6601 West Broad Street 
 Richmond, Virginia 23230

  

	 	Re:	    Termination of Aircraft Time Sharing Agreement 

 Dear Mr. Szymanczyk: 
 In connection with your retirement, we confirm that the Time Sharing
Agreement, dated January 28, 2009, between you and Altria Client Services Inc. will terminate effective at 12:01 a.m. on May 18, 2012. Invoices for any charges incurred through the date of termination will be forwarded in the ordinary
course of business and will be payable on the terms set forth in the Time Sharing Agreement. 
 Best regards. 

Altria Client Services Inc.

(Items from a labeling collection)
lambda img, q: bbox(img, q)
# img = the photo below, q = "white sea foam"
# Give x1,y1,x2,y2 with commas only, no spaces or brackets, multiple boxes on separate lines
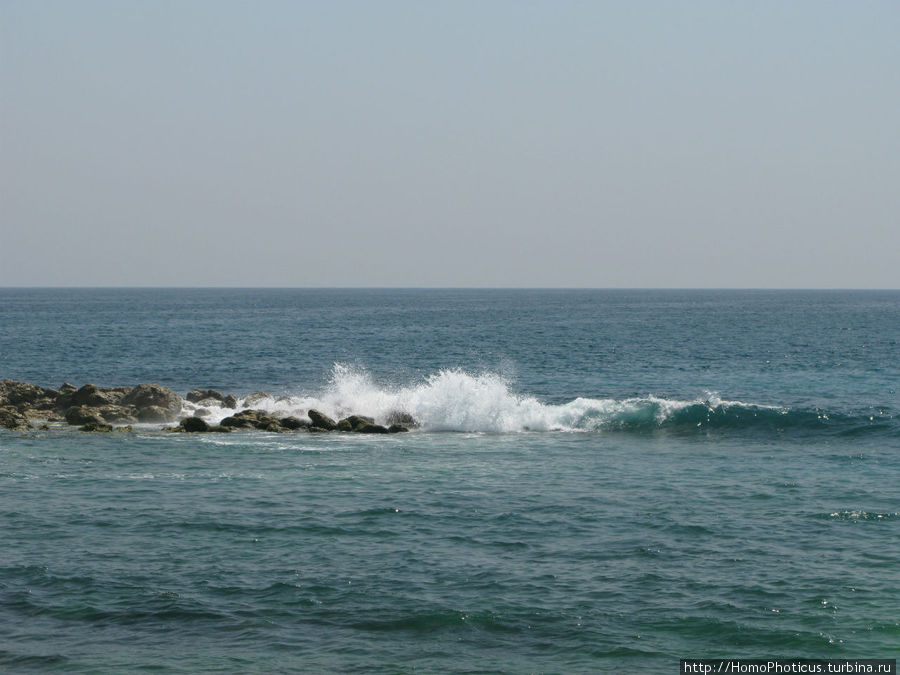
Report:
184,364,781,433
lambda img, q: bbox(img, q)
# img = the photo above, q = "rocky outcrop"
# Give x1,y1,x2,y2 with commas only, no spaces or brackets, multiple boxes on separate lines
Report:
66,406,105,425
0,380,418,434
306,409,337,431
68,384,131,407
0,406,28,431
121,384,181,422
185,389,237,408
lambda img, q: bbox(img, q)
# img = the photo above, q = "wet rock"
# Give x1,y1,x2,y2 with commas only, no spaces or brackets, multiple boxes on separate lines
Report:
78,422,112,432
180,417,209,432
354,424,388,434
385,410,419,430
71,384,130,407
185,389,225,403
93,405,138,424
66,406,105,425
0,406,28,431
306,409,337,431
137,405,174,423
244,391,275,407
281,416,309,431
121,384,181,422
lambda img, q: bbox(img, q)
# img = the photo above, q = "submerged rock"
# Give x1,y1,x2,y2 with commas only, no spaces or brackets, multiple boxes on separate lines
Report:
306,409,337,431
0,406,28,431
66,406,105,425
137,405,175,422
120,384,181,422
354,424,388,434
71,384,131,407
181,417,209,432
386,410,419,431
78,422,112,432
185,389,225,403
281,416,309,431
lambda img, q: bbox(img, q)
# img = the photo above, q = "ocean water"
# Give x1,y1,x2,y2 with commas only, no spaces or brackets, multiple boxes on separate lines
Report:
0,289,900,673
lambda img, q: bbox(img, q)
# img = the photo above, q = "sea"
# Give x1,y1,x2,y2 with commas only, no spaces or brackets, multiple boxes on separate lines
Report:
0,288,900,673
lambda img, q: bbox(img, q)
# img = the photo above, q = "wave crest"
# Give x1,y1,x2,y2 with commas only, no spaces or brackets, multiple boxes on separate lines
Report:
185,364,891,433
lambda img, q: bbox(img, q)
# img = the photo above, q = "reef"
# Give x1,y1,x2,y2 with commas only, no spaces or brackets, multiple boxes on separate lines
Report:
0,380,418,434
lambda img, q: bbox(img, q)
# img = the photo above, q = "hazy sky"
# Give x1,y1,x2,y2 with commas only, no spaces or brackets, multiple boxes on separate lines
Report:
0,0,900,288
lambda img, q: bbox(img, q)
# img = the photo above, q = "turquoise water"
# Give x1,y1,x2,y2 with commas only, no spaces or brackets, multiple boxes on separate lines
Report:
0,290,900,673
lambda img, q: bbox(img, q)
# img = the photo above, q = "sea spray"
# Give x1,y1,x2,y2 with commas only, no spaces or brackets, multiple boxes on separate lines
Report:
178,363,896,433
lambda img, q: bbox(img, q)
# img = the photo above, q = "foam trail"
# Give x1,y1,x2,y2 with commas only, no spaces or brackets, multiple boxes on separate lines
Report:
179,364,890,433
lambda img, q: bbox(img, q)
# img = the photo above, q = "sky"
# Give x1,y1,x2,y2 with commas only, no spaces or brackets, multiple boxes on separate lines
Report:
0,0,900,289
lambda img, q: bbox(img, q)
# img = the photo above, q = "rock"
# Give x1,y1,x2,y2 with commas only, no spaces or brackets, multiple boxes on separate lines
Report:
181,417,209,432
66,406,105,425
306,410,337,431
71,384,130,406
281,417,309,431
185,389,225,403
244,391,275,407
78,422,112,432
121,384,181,422
92,405,138,424
219,415,253,429
354,424,388,434
386,410,419,430
0,406,28,431
138,405,175,422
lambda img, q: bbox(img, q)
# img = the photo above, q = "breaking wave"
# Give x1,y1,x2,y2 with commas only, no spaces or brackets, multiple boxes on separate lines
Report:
184,364,897,435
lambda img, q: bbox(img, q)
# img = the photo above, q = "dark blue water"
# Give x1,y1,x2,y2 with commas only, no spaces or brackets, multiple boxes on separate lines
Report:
0,289,900,673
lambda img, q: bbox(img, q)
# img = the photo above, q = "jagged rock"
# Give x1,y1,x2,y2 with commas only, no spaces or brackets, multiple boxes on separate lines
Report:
70,384,130,407
22,408,63,422
281,417,309,431
0,406,28,431
219,415,254,429
66,406,105,425
185,389,225,403
78,422,112,432
306,410,337,431
385,410,419,430
137,405,174,422
180,417,209,432
354,424,388,434
92,405,138,424
121,384,181,422
244,391,274,407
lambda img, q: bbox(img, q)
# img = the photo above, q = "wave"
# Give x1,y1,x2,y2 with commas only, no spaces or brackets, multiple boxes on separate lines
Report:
184,364,896,434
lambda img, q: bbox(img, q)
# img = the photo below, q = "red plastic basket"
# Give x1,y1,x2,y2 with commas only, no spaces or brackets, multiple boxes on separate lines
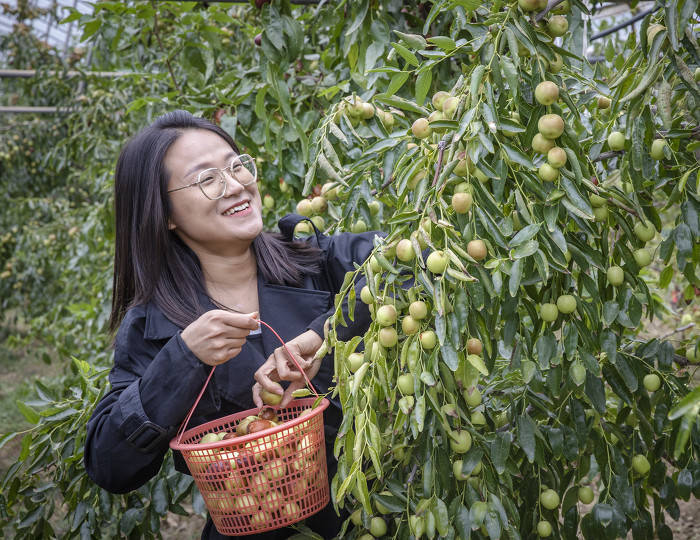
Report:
170,397,330,535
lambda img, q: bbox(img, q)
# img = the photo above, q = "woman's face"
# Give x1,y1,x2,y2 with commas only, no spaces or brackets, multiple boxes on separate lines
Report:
164,129,263,255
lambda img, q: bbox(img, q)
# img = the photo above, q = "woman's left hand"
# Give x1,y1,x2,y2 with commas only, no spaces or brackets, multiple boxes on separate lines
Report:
253,330,323,407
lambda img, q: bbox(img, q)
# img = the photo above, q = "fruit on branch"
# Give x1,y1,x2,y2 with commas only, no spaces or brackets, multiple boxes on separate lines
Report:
396,238,416,262
425,251,449,274
537,163,559,182
452,193,473,214
537,114,564,139
540,303,559,322
348,352,365,373
643,373,661,392
360,285,374,305
578,486,595,504
589,193,608,208
377,304,396,326
467,338,484,354
401,315,420,336
633,248,651,268
418,330,437,350
518,0,540,13
548,53,564,73
537,519,552,538
442,96,459,120
547,15,569,37
557,294,576,315
450,429,472,454
360,103,374,120
408,300,428,321
531,133,555,154
411,118,433,139
467,239,488,261
378,326,399,349
547,146,567,169
350,219,367,234
649,139,666,161
540,489,559,510
606,266,625,287
633,220,656,242
297,199,313,217
535,81,559,105
469,411,486,427
608,131,625,152
632,454,651,476
462,386,481,408
432,90,450,111
396,373,415,396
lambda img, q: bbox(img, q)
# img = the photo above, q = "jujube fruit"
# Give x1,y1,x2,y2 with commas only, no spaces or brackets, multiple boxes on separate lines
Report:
608,131,625,152
557,294,576,314
537,114,564,139
540,489,559,510
578,486,595,504
547,146,567,169
535,81,559,105
467,240,488,261
606,266,625,287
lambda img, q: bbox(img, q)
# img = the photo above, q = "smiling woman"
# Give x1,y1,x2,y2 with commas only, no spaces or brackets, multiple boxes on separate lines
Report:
85,111,382,538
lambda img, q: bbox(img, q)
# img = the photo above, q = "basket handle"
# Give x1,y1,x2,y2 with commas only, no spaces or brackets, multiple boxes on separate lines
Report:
177,319,319,444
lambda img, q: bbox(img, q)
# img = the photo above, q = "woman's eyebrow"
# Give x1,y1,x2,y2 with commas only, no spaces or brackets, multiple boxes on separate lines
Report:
185,150,238,178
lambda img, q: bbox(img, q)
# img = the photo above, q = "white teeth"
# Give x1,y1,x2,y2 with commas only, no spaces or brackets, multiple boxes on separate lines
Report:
224,202,250,216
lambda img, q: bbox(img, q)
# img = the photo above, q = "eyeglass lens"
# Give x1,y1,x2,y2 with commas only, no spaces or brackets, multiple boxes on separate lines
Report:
199,154,258,199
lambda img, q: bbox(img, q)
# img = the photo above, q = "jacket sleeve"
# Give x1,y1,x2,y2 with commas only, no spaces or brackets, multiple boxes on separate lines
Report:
309,231,384,341
84,308,209,493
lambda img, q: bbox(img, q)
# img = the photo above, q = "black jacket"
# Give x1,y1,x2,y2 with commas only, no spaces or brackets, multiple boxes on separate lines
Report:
84,215,376,528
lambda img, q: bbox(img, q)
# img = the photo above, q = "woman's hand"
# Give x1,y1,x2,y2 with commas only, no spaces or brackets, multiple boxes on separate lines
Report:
253,330,323,407
182,309,260,366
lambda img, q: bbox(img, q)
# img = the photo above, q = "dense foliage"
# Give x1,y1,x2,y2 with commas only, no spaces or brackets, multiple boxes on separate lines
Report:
0,0,700,538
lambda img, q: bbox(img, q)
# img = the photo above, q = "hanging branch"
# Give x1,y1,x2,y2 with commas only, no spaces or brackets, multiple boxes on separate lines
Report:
535,0,564,22
151,0,183,96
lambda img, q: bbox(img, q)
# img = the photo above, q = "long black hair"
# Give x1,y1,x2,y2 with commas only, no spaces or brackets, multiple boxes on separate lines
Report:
109,111,320,331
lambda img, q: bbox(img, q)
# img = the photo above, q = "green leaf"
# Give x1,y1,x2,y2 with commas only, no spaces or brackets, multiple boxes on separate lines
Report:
490,432,512,474
391,42,418,67
585,371,605,414
428,36,457,52
416,69,433,105
518,414,537,463
15,400,41,425
668,386,700,420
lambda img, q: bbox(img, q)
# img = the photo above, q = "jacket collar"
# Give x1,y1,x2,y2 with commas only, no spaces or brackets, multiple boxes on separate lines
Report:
144,273,330,357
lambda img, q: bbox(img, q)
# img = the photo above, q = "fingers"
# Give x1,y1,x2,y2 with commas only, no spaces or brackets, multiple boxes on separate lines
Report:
254,357,283,395
280,381,306,407
253,383,264,408
214,309,260,336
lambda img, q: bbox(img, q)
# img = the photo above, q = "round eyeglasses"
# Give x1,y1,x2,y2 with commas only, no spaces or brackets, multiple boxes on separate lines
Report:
168,154,258,201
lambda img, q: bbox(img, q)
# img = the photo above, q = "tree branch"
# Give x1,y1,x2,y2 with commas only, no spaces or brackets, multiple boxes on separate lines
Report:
591,150,625,163
151,0,183,95
535,0,564,22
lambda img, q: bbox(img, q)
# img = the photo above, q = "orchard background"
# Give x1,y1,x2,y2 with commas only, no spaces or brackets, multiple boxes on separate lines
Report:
0,0,700,539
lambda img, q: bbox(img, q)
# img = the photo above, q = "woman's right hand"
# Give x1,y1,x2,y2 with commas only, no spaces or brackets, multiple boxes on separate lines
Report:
182,309,260,366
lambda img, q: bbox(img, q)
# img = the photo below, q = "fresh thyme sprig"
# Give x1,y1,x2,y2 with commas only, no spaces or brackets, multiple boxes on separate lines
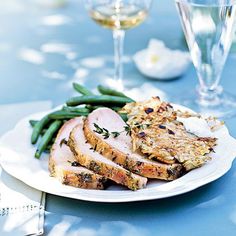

**To-do list**
[1] Answer these questions about the termination letter above, one per line.
(a) What date does the Time Sharing Agreement carry?
(b) At what time and on what date does the agreement terminate?
(c) What occasion is the termination connected with?
[2] Filter the listing down to every line that contains the string "foam".

**The results**
[1]
(a) January 28, 2009
(b) 12:01 a.m. on May 18, 2012
(c) Mr. Szymanczyk's retirement

[2]
# img = the photo below, q = "white sea foam"
# img = the photo above, q = "foam trail"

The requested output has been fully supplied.